(Stored data entries)
::::

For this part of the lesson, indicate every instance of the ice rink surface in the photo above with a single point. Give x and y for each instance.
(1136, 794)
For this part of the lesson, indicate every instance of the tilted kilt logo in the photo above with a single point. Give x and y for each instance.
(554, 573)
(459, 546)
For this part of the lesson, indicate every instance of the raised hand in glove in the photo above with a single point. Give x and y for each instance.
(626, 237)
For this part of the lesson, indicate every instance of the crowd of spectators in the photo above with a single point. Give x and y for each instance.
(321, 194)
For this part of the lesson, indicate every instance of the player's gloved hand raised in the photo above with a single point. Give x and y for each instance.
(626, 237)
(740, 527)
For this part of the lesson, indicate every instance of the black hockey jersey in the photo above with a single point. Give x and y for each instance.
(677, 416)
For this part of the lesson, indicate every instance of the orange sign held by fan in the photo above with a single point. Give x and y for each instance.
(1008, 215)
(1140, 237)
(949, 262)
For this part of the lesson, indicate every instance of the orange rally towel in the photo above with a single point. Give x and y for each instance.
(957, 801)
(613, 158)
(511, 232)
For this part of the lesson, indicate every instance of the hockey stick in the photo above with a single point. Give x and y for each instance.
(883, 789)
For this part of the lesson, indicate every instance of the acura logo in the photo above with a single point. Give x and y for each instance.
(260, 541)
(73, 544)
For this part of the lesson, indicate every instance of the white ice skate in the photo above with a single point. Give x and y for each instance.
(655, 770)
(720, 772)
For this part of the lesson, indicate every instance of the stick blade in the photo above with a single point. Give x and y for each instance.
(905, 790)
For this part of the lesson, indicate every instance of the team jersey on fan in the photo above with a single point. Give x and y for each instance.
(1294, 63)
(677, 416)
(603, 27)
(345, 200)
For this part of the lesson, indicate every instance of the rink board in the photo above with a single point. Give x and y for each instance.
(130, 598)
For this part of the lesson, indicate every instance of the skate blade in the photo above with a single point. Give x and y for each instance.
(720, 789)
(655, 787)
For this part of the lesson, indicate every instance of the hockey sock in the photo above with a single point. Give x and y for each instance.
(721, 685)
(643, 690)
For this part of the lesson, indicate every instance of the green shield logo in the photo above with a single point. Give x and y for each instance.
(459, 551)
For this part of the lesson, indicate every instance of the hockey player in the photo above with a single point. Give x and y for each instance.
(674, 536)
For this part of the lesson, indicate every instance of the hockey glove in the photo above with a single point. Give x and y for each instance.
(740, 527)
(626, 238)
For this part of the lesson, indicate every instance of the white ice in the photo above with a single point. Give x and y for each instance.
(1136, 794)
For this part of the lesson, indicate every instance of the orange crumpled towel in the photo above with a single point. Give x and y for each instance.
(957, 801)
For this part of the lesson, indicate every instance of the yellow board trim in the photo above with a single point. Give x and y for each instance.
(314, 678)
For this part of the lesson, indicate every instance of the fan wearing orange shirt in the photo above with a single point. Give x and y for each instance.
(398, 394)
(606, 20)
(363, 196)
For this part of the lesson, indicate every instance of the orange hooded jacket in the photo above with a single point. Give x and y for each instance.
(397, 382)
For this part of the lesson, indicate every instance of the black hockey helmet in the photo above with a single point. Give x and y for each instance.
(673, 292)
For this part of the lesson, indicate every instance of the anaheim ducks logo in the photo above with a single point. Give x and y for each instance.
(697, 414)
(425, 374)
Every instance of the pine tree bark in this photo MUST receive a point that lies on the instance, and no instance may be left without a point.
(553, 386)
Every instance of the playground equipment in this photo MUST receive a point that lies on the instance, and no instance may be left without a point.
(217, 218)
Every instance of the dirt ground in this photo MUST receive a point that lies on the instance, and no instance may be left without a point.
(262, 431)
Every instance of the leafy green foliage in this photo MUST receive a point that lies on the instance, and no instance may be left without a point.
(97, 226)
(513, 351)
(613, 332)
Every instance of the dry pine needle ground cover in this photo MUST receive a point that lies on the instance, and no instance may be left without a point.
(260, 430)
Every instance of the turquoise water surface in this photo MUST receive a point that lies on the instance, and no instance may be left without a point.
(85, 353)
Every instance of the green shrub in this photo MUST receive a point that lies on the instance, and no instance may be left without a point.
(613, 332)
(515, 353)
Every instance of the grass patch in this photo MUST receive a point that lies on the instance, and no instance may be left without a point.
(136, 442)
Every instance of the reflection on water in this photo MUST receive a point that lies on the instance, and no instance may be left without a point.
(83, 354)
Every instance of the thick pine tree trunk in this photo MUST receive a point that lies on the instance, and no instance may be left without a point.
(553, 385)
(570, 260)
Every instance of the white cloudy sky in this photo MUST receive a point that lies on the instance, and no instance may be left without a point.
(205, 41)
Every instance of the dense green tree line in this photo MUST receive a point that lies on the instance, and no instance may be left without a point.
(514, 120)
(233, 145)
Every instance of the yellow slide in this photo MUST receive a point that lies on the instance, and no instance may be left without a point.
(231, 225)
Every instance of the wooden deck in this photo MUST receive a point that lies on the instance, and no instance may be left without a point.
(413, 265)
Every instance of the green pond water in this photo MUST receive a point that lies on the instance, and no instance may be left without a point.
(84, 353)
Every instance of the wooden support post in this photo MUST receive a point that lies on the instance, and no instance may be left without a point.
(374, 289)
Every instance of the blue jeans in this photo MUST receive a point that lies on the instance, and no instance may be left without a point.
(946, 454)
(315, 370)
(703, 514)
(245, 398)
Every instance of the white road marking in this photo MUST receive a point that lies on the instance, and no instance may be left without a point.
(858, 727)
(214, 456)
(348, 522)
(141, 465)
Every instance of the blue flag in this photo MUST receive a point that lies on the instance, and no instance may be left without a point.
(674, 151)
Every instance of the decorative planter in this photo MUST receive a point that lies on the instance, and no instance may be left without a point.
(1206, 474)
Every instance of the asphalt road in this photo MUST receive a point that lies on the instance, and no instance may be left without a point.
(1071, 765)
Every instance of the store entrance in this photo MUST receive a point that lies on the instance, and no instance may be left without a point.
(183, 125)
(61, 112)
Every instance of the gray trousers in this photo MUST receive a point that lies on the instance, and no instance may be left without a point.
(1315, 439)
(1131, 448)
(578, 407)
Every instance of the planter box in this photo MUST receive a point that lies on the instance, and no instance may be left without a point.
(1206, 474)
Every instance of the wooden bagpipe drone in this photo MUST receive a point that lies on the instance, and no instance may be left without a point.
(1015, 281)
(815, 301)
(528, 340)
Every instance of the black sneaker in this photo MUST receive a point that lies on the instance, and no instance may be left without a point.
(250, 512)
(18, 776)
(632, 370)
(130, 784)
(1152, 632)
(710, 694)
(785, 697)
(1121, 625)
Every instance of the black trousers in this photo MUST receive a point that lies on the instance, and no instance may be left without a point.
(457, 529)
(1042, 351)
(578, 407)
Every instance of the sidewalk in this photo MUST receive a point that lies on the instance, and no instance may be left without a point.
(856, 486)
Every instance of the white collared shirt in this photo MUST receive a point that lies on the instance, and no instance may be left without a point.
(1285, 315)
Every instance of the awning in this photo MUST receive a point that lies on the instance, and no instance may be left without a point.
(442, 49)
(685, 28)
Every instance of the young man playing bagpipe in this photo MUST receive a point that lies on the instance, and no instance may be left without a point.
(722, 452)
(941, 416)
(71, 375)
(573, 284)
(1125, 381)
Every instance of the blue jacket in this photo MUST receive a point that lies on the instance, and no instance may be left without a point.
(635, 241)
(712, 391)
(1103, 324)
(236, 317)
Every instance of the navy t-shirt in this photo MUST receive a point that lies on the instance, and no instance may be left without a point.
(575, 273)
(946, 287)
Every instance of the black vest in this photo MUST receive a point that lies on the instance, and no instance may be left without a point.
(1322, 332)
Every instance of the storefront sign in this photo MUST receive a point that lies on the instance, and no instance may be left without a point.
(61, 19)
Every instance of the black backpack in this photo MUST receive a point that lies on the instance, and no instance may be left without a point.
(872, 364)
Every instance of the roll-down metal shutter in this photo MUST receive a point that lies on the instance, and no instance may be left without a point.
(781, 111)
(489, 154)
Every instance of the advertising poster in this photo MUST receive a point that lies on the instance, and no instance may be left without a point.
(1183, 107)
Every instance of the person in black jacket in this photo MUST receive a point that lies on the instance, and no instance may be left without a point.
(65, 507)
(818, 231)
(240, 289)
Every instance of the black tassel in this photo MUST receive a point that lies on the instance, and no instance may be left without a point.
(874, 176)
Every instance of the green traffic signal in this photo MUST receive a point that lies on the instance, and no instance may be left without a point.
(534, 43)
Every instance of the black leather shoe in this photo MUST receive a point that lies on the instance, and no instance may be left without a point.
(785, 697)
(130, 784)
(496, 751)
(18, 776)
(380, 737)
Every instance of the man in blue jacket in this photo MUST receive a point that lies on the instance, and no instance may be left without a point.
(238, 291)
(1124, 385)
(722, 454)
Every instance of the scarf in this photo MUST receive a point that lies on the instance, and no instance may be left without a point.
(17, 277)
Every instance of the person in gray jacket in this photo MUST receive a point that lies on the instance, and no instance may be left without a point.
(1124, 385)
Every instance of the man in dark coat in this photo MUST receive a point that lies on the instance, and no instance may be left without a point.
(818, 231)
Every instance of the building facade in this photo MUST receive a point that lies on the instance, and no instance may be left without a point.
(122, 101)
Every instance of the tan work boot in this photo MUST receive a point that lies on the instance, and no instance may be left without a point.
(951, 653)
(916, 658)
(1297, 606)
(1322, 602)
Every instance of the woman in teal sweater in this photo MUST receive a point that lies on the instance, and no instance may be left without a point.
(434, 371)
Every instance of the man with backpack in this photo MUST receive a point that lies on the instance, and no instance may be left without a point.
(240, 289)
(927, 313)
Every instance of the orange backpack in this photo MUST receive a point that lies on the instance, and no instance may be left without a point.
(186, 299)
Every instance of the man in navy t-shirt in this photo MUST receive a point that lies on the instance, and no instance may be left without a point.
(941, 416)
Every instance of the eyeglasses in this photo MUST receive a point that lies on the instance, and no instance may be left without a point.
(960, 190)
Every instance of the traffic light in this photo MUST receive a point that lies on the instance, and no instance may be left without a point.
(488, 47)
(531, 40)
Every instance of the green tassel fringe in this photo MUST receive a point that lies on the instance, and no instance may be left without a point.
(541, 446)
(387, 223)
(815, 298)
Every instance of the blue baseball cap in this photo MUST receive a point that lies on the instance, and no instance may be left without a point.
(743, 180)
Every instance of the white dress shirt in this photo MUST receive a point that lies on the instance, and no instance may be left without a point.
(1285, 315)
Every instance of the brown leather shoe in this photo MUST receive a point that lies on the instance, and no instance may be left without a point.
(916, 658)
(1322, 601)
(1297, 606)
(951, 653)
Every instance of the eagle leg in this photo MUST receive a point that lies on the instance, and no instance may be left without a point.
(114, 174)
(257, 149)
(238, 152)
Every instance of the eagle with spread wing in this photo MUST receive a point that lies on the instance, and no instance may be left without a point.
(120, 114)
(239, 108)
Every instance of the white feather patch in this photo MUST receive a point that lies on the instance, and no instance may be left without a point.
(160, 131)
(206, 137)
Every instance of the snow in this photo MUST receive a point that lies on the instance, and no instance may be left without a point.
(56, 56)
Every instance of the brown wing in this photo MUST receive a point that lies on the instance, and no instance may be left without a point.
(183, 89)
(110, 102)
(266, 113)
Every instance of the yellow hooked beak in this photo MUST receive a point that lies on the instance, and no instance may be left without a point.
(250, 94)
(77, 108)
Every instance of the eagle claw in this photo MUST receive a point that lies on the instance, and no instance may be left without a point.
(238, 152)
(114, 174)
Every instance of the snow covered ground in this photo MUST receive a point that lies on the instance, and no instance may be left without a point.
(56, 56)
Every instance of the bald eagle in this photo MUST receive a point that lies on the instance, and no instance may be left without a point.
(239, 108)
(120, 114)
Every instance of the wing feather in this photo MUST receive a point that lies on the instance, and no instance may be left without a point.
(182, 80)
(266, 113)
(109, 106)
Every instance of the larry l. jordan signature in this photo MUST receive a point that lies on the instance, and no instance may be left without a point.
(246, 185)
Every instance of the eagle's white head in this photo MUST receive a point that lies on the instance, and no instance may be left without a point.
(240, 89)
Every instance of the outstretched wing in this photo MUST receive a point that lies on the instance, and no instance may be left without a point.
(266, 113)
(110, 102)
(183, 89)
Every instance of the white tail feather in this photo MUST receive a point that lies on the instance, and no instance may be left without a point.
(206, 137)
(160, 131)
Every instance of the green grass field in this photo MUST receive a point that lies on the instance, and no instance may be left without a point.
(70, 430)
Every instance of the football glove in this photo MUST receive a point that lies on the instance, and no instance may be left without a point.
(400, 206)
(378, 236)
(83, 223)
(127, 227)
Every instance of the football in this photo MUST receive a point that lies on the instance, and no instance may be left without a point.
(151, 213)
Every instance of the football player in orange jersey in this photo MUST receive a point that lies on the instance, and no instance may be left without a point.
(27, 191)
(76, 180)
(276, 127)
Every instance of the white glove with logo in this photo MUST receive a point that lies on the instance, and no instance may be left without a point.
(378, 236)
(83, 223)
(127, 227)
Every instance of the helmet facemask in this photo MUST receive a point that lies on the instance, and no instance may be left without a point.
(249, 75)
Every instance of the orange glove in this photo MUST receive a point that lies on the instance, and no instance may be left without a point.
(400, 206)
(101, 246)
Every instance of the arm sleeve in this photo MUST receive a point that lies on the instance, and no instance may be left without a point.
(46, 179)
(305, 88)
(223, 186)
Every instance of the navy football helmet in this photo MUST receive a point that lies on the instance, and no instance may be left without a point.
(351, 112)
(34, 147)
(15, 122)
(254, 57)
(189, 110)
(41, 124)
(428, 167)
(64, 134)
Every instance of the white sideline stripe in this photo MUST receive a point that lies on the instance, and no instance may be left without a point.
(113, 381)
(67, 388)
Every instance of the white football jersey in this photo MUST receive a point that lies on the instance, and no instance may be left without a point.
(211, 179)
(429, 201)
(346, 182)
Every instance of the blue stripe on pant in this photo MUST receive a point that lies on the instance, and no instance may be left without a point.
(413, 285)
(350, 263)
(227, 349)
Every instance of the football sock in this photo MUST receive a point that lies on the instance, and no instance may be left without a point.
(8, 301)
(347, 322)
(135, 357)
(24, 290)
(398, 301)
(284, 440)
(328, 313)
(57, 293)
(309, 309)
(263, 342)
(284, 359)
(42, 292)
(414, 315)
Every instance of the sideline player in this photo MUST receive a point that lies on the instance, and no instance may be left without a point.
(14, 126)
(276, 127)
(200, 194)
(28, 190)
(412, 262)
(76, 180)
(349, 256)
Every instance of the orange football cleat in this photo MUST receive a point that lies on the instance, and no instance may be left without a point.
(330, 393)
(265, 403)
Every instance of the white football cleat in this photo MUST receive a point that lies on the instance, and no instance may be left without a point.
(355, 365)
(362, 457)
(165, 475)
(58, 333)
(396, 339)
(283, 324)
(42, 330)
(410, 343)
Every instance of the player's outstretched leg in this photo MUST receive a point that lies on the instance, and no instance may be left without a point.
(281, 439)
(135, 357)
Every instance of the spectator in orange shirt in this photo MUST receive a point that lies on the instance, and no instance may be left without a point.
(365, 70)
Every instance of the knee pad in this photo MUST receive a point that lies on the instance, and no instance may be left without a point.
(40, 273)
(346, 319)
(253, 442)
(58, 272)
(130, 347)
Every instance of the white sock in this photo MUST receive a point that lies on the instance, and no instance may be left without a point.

::::

Prompt:
Set down nothing but the lines from the one with "Every instance of the orange football" through the end of the records, keeping each line exactly as written and including both ends.

Task result:
Every instance of the orange football cleat in this photo MUST receive a point that lies on the instance, and no instance may be left without a point.
(330, 393)
(265, 403)
Every instance of the white football cleat in this photo MUST receive a point that lies on the instance, and no instance may be left without a point.
(355, 365)
(362, 457)
(165, 475)
(58, 333)
(396, 339)
(283, 324)
(42, 330)
(410, 343)
Every instance of the player's outstretched leg in this photo MUST receive a point that lies on the instance, and no instance may be left without a point.
(281, 439)
(135, 357)
Every instance of the spectator in orange shirt in this photo MUST receive a point that lies on the instance, and no instance may be left without a point.
(365, 70)
Every instance of the knee pad in this photo MUST receive a point that lies on the instance, and no instance may be left without a point.
(40, 273)
(346, 319)
(253, 442)
(58, 272)
(130, 347)
Every instance of the white sock in this photo MUST receive a point that lies on the instance, and no instance may be left without a point.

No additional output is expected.